*Provided passage*.

== Segment start ==

Shannon Kobs Nawotniak
Kobs Nawotniak is a physical volcanologist in the Department of Geosciences at ISU, where she has been since 2011. She earned her BS Geology from Michigan Technological University and her PhD Geology from the University at Buffalo. She is particularly interested in the connections between volcanic processes and the resulting geologic products, allowing us to interpret the past on Earth and other planets. She has been involved with analog research in support of space exploration for nearly a decade, becoming a specialist in operationalizing scientific exploration for robotic and human missions. She has served as an astronaut for simulated missions to Mars, worked in the Mission Control science backroom team for NASA's rehearsals for the Artemis 3 return to the Moon, and discovered a new hydrothermal vent system in the Pacific Ocean.

== Segment end ==

*Raw data*.
== Segment start ==

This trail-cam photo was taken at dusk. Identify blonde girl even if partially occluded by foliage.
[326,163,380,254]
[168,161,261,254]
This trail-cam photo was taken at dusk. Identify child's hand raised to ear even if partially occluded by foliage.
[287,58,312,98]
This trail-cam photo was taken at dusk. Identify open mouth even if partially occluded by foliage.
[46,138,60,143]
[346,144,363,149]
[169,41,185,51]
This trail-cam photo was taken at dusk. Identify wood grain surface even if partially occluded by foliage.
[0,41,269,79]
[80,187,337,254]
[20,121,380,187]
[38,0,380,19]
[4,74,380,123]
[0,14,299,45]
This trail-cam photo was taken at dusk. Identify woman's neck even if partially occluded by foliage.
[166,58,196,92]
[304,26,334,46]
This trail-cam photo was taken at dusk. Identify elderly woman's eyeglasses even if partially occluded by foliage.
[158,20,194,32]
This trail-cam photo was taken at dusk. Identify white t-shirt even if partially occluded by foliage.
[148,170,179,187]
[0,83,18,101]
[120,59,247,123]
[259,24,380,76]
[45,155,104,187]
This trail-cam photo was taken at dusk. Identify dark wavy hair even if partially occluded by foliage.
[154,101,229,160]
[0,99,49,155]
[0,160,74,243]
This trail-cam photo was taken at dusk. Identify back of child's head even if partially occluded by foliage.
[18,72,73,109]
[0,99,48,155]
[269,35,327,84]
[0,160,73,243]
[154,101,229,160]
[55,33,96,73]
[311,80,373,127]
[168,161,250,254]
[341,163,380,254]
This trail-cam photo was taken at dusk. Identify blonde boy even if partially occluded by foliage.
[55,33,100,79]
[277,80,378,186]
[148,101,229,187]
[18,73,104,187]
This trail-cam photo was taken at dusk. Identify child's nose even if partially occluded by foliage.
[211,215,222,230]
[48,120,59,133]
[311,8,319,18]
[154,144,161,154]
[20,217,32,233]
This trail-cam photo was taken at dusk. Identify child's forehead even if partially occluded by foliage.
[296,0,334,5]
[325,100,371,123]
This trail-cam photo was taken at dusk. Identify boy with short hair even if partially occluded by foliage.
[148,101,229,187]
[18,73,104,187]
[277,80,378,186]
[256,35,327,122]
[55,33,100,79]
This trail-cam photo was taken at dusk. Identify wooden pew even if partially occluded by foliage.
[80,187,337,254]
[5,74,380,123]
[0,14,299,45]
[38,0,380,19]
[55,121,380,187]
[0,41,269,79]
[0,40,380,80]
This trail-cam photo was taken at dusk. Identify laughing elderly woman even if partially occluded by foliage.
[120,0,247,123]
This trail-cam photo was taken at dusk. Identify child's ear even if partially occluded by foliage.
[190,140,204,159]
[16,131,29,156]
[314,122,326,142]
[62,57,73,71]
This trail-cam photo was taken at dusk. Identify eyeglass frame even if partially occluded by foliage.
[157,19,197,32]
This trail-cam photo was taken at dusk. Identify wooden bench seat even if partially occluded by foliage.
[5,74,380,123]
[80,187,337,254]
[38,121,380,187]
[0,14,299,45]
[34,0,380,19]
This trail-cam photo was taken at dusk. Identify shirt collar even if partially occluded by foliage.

== Segment end ==

*Problem details*.
Answer these questions about the text on Shannon Kobs Nawotniak:
1. Which school awarded her BS in Geology?
2. Since what year has she been at ISU?
3. In which ocean did she discover a new hydrothermal vent system?
The data is separate material, not part of the text about Shannon Kobs Nawotniak.

*Output of the exercise*.
1. Michigan Technological University
2. 2011
3. The Pacific Ocean